● **The task**
Write the next part of the article on getting internal buy-in for the Construction Products Regulation, beginning right after its last sentence.

● **Page text**
##########

Team meeting construction products regulation discussion | Ecochain

Summary (TL;DR) of what this post is about

  • Getting internal buy-in is the most common CPR regulation readiness challenge sustainability managers face. This post is a step-by-step guide to communicating CPR changes internally, covering everything from the first leadership conversation to cross-functional team alignment. These insights are drawn from our Behind the Product Impact video series.
  • When communicating to your management the need to comply with CPR, the revenue framing usually works where the regulatory framing doesn’t. Non-compliance with EU CPR regulation often means lost tender access and lost customers. 
  • CPR product data requirements in most cases go well beyond what most manufacturers currently have structured. EN 15804 Environmental Product Declarations, Life Cycle Assessment (LCA) foundations, and supplier-specific inputs all need to be in place. Getting there is a company-wide effort, not a solo sustainability project.

Why getting internal buy-in on CPR regulation is harder than it sounds

Here’s a scenario we’ve heard all too often: you’ve spent the last few months getting up to speed on the Construction Products Regulation (CPR). You understand the timeline. You know GWP declarations are mandatory now, more impact categories are coming, and that LCAs aren’t optional. You’ve even started thinking about which products to prioritize.

Then you walk into a meeting with leadership and try to explain it.

Halfway through, someone asks if this is the same as Corporate Sustainability Reporting Directive (CSRD). Another person says they thought CPR was “being handled by the compliance team.” By the end of the meeting, the conversation has drifted. The main thing the room agrees on is that you’ll revisit it next quarter.

Sound familiar? You’re not the only one.

Getting internal traction on CPR is one of the most common challenges sustainability and product managers raise in conversations with us. The regulation is complex enough that translating it into plain business language takes real effort. Once you do, it can still feel abstract to people who haven’t been following it.

In a recent episode of our Behind the Product Impact video series, Dr. Pratik Gholkar, our Sustainability Strategist, and Emma Thunnissen, Sustainability Expert at Ecochain, dig into this exact challenge. This article pulls the key takeaways from that conversation into a practical communication guide for how best to frame Construction Products Regulation (and upcoming Digital Product Passports or DPPs) internally.

CPR in plain language: What to say and how to say it

Before getting into the communication side, we’ll start with a quick summary of CPR. We use plain language that you can reuse in internal slides or emails.

##########

● **Stored data entries**
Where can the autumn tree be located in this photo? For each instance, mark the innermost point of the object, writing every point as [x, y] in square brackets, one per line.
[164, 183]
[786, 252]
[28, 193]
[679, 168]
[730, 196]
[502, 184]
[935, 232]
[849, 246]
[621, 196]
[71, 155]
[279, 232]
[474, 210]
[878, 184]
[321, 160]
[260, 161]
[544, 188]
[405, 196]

##########

● **Written answer**
What changed: The Construction Products Regulation isn’t brand new. The 2024 update (Regulation EU 2024/3110) significantly revised the framework that’s been in place since 2011. It was published in the EU Official Journal in December 2024, entered into force in January 2025, and became applicable from 8 January 2026. Learn more about the 2024 CPR amendment.

What the revised CPR regulation requires, and when:

  • From 8 January 2026: Global warming potential (GWP) declarations are mandatory for construction products covered by updated harmonized standards
  • From 2030: Additional core environmental indicators become mandatory (acidification, eutrophication, ozone depletion, and others)
  • From 2032: Full set of life-cycle environmental indicators required

What this actually means: Every declared GWP value needs to come from a life cycle assessment (LCA). A supplier estimate or a product data sheet won’t satisfy the requirement. The methodology matters as much as the number.

Where Environmental Product Declarations (EPDs) fit in: A high-quality, third-party verified EPD aligned with EN 15804+A2 is the most practical way to meet CPR’s environmental declaration requirements. It also feeds directly into the Declaration of Performance and Conformity (DoPC) mandated by CPR. Learn more about how CPR is driving EPD demand.

What’s coming next – Digital Product Passports (DPPs): Digital Product Passports are the next layer. CPR establishes the legal basis for DPPs for construction products, which will carry technical specs, environmental data, and lifecycle information in machine-readable formats. The detailed format and obligations are still being defined through delegated acts expected after 2026, but the data you build for CPR feeds directly into them. One foundation, multiple uses.

As Dr. Pratik Gholkar, our Sustainability Strategist, puts it: “CPR is no longer a myth. It’s the reality. The sooner you accept it, the better you will get at it.

Continue reading: Construction Products Regulation (CPR) 2024–2032 guide: What manufacturers need to know

The revenue case: How to frame Construction Products Regulation for leadership

Start with what non-compliance actually costs the business if you want your leadership team to pay attention to CPR. Don’t start with the regulation. 

In conversations with manufacturers across the EU, Dr. Pratik Gholkar has seen an emerging pattern: “There is a gap between the implications of law and the direct revenue impacts. When the sustainability manager is clear enough to bridge that gap, I have seen most often higher management getting convinced and then they form a plan.”

Framing the CPR in terms of revenue works because it translates an abstract compliance deadline into something a CFO or commercial director immediately recognizes as their problem too.

Consider using this scenario with leadership

For example, you supply construction products to customers across multiple EU markets. Say you have €2–5M in annual revenue from key customers (e.g., distributors, contractors, developers) who are starting to require CPR-compliant documentation as part of their procurement process. If you can’t provide it, you don’t just risk getting a fine. You get dropped from their supplier list. The customers you’ve been supplying for years stop buying from you.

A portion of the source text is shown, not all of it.